> [Material]:
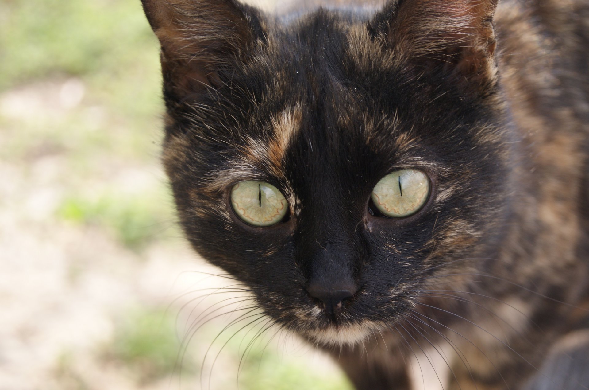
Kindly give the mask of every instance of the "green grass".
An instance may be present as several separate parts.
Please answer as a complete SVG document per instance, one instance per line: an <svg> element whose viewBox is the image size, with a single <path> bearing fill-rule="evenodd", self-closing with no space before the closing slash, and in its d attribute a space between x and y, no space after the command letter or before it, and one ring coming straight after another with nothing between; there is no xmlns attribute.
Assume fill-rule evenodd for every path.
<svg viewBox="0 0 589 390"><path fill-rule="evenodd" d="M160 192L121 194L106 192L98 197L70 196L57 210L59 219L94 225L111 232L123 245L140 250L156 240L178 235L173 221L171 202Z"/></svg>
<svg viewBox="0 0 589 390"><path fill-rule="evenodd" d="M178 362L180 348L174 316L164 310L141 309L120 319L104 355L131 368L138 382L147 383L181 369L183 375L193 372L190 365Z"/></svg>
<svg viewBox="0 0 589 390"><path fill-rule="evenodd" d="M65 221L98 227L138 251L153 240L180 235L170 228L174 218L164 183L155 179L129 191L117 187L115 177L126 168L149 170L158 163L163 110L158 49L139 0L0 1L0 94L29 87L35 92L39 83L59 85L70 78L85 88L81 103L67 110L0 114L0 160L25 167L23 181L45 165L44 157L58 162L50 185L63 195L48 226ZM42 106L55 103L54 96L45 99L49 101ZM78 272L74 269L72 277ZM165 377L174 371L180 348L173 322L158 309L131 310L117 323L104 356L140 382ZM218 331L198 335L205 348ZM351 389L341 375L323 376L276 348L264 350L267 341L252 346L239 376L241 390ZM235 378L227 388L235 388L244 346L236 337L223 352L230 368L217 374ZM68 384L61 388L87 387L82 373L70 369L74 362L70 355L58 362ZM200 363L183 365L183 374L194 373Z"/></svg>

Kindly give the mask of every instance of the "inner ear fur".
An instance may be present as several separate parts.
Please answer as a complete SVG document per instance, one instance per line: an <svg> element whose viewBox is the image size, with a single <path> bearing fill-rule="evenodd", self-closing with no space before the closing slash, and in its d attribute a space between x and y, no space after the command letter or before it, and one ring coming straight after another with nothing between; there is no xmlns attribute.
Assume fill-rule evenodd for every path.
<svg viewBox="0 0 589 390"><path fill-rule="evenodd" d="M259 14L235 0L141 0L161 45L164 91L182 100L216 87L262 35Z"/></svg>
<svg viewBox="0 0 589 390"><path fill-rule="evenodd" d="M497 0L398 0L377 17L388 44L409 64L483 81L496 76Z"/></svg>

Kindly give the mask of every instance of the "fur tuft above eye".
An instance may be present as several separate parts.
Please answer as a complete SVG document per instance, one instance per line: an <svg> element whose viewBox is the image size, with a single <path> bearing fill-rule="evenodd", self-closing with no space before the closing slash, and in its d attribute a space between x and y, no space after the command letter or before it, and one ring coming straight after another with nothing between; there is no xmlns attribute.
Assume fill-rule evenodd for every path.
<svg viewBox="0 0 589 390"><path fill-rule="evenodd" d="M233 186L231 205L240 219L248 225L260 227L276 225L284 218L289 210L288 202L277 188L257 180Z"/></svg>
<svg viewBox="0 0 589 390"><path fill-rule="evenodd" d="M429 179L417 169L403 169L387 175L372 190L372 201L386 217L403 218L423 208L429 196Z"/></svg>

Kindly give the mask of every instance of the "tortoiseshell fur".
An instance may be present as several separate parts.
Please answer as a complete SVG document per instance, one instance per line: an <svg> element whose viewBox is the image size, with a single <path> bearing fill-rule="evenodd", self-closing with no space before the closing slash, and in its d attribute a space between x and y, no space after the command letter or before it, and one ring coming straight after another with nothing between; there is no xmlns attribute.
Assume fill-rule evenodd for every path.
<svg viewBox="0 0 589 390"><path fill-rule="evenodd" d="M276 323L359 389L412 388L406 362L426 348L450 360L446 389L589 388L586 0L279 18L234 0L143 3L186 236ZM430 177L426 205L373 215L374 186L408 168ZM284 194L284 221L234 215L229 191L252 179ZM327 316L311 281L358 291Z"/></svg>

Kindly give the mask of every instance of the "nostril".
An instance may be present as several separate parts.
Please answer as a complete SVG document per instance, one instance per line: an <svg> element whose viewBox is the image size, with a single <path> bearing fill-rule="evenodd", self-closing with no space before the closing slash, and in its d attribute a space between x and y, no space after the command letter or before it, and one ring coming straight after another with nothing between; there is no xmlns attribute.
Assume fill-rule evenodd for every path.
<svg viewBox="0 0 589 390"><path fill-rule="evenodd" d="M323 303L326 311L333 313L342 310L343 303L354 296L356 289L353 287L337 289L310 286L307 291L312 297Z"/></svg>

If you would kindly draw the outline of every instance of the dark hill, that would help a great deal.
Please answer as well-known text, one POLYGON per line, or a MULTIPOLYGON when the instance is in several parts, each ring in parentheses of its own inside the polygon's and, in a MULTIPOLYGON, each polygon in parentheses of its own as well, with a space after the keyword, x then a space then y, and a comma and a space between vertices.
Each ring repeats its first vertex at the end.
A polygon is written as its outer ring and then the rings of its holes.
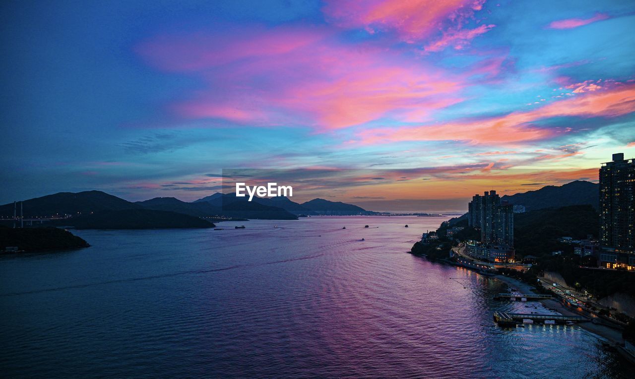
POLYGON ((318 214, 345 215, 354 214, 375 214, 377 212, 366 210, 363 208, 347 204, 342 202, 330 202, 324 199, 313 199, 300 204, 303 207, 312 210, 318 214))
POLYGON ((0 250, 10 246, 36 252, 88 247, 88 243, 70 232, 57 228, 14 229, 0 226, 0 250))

> [Aim]:
Lay out every line above, skipping blank lines and pictures, as a Markdown table with two columns: "No." for the row number and "Text" for the line.

> [Written response]:
| No. | Text |
|---|---|
| 1 | Kindly give the mask of every instance of the "green grass". |
| 2 | An instance may be present as several separate parts. |
| 3 | Please answer as a complete SVG document per instance, one instance per line: an <svg> element whose viewBox is the image size, with a single <path> bearing fill-rule="evenodd", self-closing with no space before the closing slash, and in its d attribute a space between x and y, no space after the command letter or before it, and one ring coming straight after another with nothing between; there is no xmlns attribute. |
| 4 | Assume fill-rule evenodd for every path. |
| 5 | <svg viewBox="0 0 589 390"><path fill-rule="evenodd" d="M160 192L121 194L106 192L98 197L70 196L57 210L59 219L94 225L111 232L123 245L140 250L156 240L178 235L173 221L171 202Z"/></svg> |
| 6 | <svg viewBox="0 0 589 390"><path fill-rule="evenodd" d="M178 362L180 348L174 316L164 310L141 309L120 319L104 355L131 368L138 382L147 383L181 369L183 375L193 372L190 365Z"/></svg> |
| 7 | <svg viewBox="0 0 589 390"><path fill-rule="evenodd" d="M65 221L98 227L138 251L153 240L180 235L170 228L174 218L164 183L155 179L129 191L117 187L115 177L126 168L149 170L158 163L163 110L158 49L139 0L0 1L0 94L29 87L35 92L39 83L59 85L70 78L85 88L81 103L67 110L0 114L0 160L25 167L23 181L45 165L44 157L58 162L50 185L63 195L48 226ZM42 106L55 103L54 96L45 99L49 101ZM78 272L74 269L72 277ZM165 377L174 371L180 348L173 322L158 309L131 310L117 323L104 356L140 382ZM218 331L198 335L205 348ZM351 389L341 375L323 376L276 348L264 350L267 341L252 346L239 376L241 390ZM235 378L227 388L235 388L244 346L236 337L223 352L230 368L217 374ZM68 384L61 388L87 387L82 373L70 369L74 362L70 355L58 362ZM200 363L183 365L183 374L194 373Z"/></svg> |
| 8 | Kindly give the mask of every instance of the "inner ear fur". |
| 9 | An instance may be present as several separate parts. |
| 10 | Please answer as a complete SVG document per instance, one instance per line: an <svg> element whose viewBox is the image size, with a single <path> bearing fill-rule="evenodd", self-closing with no space before the closing slash, and in its d attribute a space between x and y, no space after the command letter or before it, and one ring coming straight after another with nothing between; there is no xmlns attribute. |
| 11 | Assume fill-rule evenodd for every path. |
| 12 | <svg viewBox="0 0 589 390"><path fill-rule="evenodd" d="M259 14L235 0L141 0L161 45L164 91L182 100L216 87L262 35Z"/></svg> |
| 13 | <svg viewBox="0 0 589 390"><path fill-rule="evenodd" d="M497 0L398 0L377 17L388 44L409 64L483 81L496 76Z"/></svg> |
| 14 | Kindly give the mask of every instance of the "fur tuft above eye". |
| 15 | An instance may be present as several separate parts. |
| 16 | Please answer as a complete SVG document per instance, one instance per line: an <svg> element whose viewBox is the image size, with a single <path> bearing fill-rule="evenodd", self-closing with no space before the closing slash, and in its d attribute a space between x and y, no space after the command letter or before it, and one ring coming straight after another with nothing between; there is no xmlns attribute. |
| 17 | Assume fill-rule evenodd for every path. |
| 18 | <svg viewBox="0 0 589 390"><path fill-rule="evenodd" d="M233 186L231 205L240 219L248 225L260 227L276 225L284 218L289 210L288 202L277 188L257 180Z"/></svg> |
| 19 | <svg viewBox="0 0 589 390"><path fill-rule="evenodd" d="M429 179L417 169L403 169L387 175L372 190L372 201L386 217L403 218L423 208L429 196Z"/></svg> |
| 20 | Kindly give the mask of every instance of the "tortoiseshell fur". |
| 21 | An instance may be present as several separate parts. |
| 22 | Please answer as a complete SVG document per instance, one instance per line: an <svg> element whose viewBox is the image size, with a single <path> bearing fill-rule="evenodd", self-closing with no space before the closing slash, and in its d attribute a space between x and y, no space after the command letter or before it, and one ring coming straight after another with nothing between; there is no xmlns attribute. |
| 23 | Assume fill-rule evenodd for every path. |
| 24 | <svg viewBox="0 0 589 390"><path fill-rule="evenodd" d="M276 323L359 389L412 388L406 362L426 348L450 360L446 389L589 388L586 0L279 18L234 0L143 3L186 236ZM430 177L426 205L373 215L374 186L408 168ZM284 194L284 221L234 215L229 191L252 179ZM327 316L311 281L358 291Z"/></svg> |
| 25 | Kindly give the mask of every instance of the "nostril". |
| 26 | An instance may be present as several separate parts. |
| 27 | Please answer as a complete SVG document per instance, one instance per line: an <svg> element whose viewBox is the image size, with a single <path> bearing fill-rule="evenodd", self-closing with no space before the closing slash, and in its d attribute a space between x and y, no space after the command letter or before it, and one ring coming straight after another with nothing between; there is no xmlns attribute. |
| 28 | Assume fill-rule evenodd for every path. |
| 29 | <svg viewBox="0 0 589 390"><path fill-rule="evenodd" d="M323 303L326 311L333 313L342 310L343 303L354 296L356 289L353 287L337 289L310 286L307 291L312 297Z"/></svg> |
| 30 | If you would kindly draw the outline of every instance of the dark hill, that would help a great deal. |
| 31 | Please answer as well-known text, one POLYGON per line, or a MULTIPOLYGON when the instance is in several parts, each ring in parentheses of its own inside the polygon's and, in a MULTIPOLYGON, each polygon in parentheses of its own as well, with a space after the keyword, x then a space then y, and a comma and a space between vertices. |
| 32 | Each ring repeats its first vertex at the end. |
| 33 | A polygon is written as its outer ring and then the rings of its holes. |
| 34 | POLYGON ((318 214, 345 215, 354 214, 375 214, 377 212, 366 210, 363 208, 347 204, 342 202, 330 202, 324 199, 313 199, 300 204, 303 207, 312 210, 318 214)) |
| 35 | POLYGON ((0 250, 10 246, 36 252, 88 247, 88 243, 70 232, 57 228, 14 229, 0 226, 0 250)) |